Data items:
==================================================
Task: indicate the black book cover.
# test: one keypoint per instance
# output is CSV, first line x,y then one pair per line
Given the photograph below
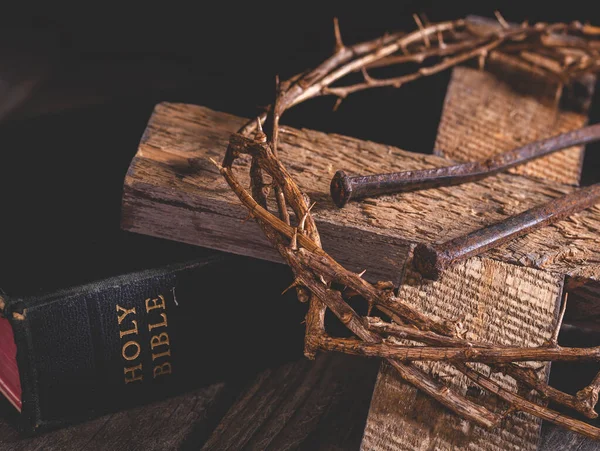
x,y
62,248
140,337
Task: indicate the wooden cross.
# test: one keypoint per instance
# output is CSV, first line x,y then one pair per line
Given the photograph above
x,y
510,295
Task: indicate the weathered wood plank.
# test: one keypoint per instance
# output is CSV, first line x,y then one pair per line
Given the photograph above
x,y
307,405
485,112
173,191
510,107
165,425
496,303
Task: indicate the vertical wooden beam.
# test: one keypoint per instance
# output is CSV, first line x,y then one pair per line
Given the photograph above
x,y
485,112
496,302
493,111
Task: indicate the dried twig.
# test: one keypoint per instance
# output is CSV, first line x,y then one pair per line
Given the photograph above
x,y
572,48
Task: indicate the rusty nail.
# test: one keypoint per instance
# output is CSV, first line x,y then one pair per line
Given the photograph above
x,y
345,188
431,260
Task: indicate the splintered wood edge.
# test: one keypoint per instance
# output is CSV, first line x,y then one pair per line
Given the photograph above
x,y
173,191
523,117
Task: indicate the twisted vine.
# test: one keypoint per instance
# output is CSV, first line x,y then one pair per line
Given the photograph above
x,y
568,51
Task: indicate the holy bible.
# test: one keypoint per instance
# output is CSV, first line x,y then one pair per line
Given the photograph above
x,y
126,340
==================================================
» **Description of the task**
From the first line to the last, set down the records exactly, leaving out images.

» **Solution to the problem**
Task: indicate the black book cover.
# test: one keypoint per instance
# output is CSV, first line x,y then one pair per line
Given the photograph below
x,y
62,248
140,337
Task: indicate the wooden cross.
# test: one keypoint per instance
# output is CSV, first line x,y then one pair per line
Given the photograph above
x,y
510,295
Task: indicate the weathered wood plank.
# test: one keypoint per instance
# output is CSV, first line x,y then one pair per line
Given the photograph above
x,y
307,405
485,112
173,191
510,107
165,425
496,303
Task: indicate the vertical wooden beam.
# test: one keypoint per instance
# output is CSV, first line x,y then one pair per line
Given the photograph above
x,y
485,112
496,302
493,111
Task: indicate the dried twig.
# test: one keypoint per instance
# output is CSV, first line x,y then one pair per line
Given the photograph above
x,y
572,48
Task: indicate the rusty nail.
# test: one keypoint per instance
# output is CSV, first line x,y then one pair per line
Given the photograph above
x,y
345,188
431,260
Task: indicate the splintered wood edge.
# test: one keypoint per instance
# output is CSV, first line x,y then one pair per line
Given the photograph above
x,y
173,191
523,117
Task: indicate the twisted vine.
# test: one keypoint per instance
# output is CSV, first line x,y then one pair per line
Given the photograph above
x,y
568,51
Task: indicate the holy bible.
# test: one keypoint per instance
# output is CSV, first line x,y then one pair per line
Given the photograph above
x,y
126,340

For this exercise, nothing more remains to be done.